__PROBLEM STATEMENT__.
Each line below should be repeated exactly, but no picture should be carried over.

========

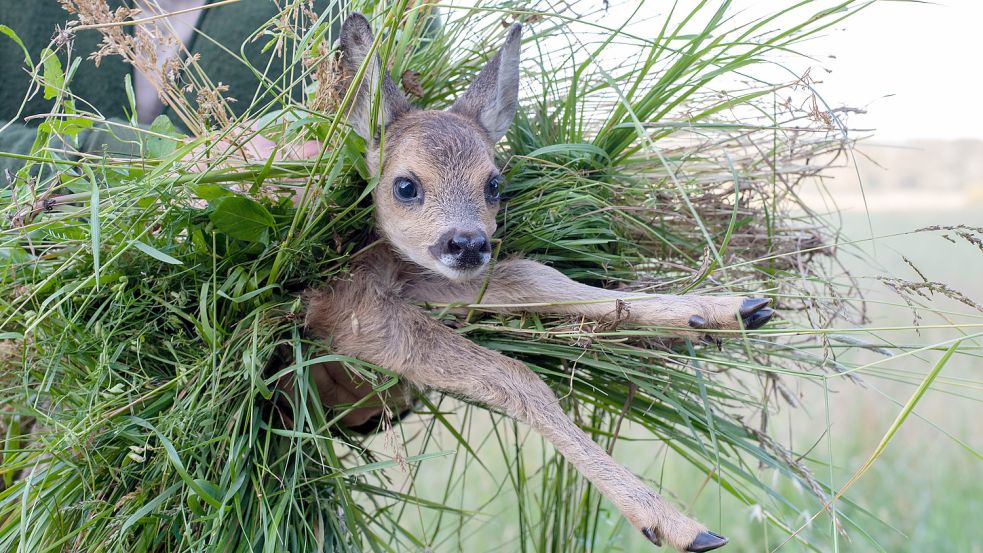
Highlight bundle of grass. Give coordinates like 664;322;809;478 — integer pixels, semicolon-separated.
0;1;895;550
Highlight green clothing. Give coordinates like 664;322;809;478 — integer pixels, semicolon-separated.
0;0;334;173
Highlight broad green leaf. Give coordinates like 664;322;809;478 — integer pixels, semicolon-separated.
0;25;31;66
0;247;31;265
194;183;234;201
39;116;93;140
209;196;275;243
146;114;183;158
41;48;64;100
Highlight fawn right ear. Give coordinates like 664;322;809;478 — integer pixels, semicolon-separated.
449;23;522;144
337;13;412;142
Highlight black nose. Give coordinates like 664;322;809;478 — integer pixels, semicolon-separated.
448;231;489;256
431;230;491;269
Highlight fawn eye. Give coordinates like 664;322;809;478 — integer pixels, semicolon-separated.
485;175;503;201
393;177;419;202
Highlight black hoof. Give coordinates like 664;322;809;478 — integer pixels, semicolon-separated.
641;527;662;546
690;299;773;348
687;530;728;552
743;307;774;330
739;298;771;316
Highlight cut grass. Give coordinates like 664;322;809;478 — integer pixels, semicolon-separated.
0;1;980;551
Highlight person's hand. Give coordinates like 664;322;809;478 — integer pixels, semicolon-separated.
185;121;322;172
183;122;323;207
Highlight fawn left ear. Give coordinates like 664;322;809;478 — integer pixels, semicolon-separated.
337;13;413;142
449;23;522;144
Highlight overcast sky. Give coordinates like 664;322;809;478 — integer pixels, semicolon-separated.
627;1;983;143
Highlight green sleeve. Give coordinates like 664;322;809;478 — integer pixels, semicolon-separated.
0;122;46;175
76;118;146;160
0;118;146;175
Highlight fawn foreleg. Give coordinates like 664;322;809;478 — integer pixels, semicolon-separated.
305;263;728;551
408;258;772;342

========

__TASK OUTPUT__.
Highlight bundle of grass. Give coordinates like 664;322;809;478 — integer pixels, semicolon-separated.
0;1;895;550
Highlight green clothing. Give coordinates like 664;322;809;478 — integer pixels, semicolon-separated.
0;0;334;173
Highlight broad green leaf. Give coordinates like 664;322;809;478 — integer pixels, semicolon-separated.
0;25;31;66
0;247;31;265
194;183;234;201
39;116;93;140
209;196;275;243
146;114;183;158
41;48;64;100
Highlight fawn right ear. Give coordinates like 664;322;809;478 — integer pixels, semicolon-separated.
449;23;522;144
337;13;412;142
Highlight black nose. Give coordinates like 664;322;809;478 — integer pixels, semicolon-separated.
448;231;489;256
431;230;491;269
Highlight fawn eye. Give coordinates like 664;322;809;478 — integer pixels, semicolon-separated.
485;175;503;201
393;177;419;202
Highlight black hoof. Give coordinates like 664;322;809;478 — integer pixels, semicolon-separated.
641;527;662;546
690;299;773;348
687;530;728;552
743;307;774;330
739;298;771;316
Highlight cut grass. Give coordinates like 664;322;809;478 — integer pixels, semicolon-separated.
0;1;980;551
Highlight person's hand. Give coordinates like 664;322;809;478 — integer pixels, semicolon-separated.
185;121;322;172
183;122;323;207
Highlight fawn left ear. Give coordinates like 664;322;809;478 — integer pixels, semicolon-separated.
337;13;413;142
449;23;522;144
Highlight overcast sky. Give coordinates like 664;322;809;478 — integer pixels, semicolon-separated.
627;1;983;143
Highlight green sleeve. Give coordinates like 664;322;809;478 — integer pixels, semicolon-separated.
0;122;46;175
76;118;146;160
0;118;146;175
Highlight fawn foreleg. Give coordinates like 664;322;809;478 — integer pixels, semicolon-separated.
305;263;728;551
408;258;772;342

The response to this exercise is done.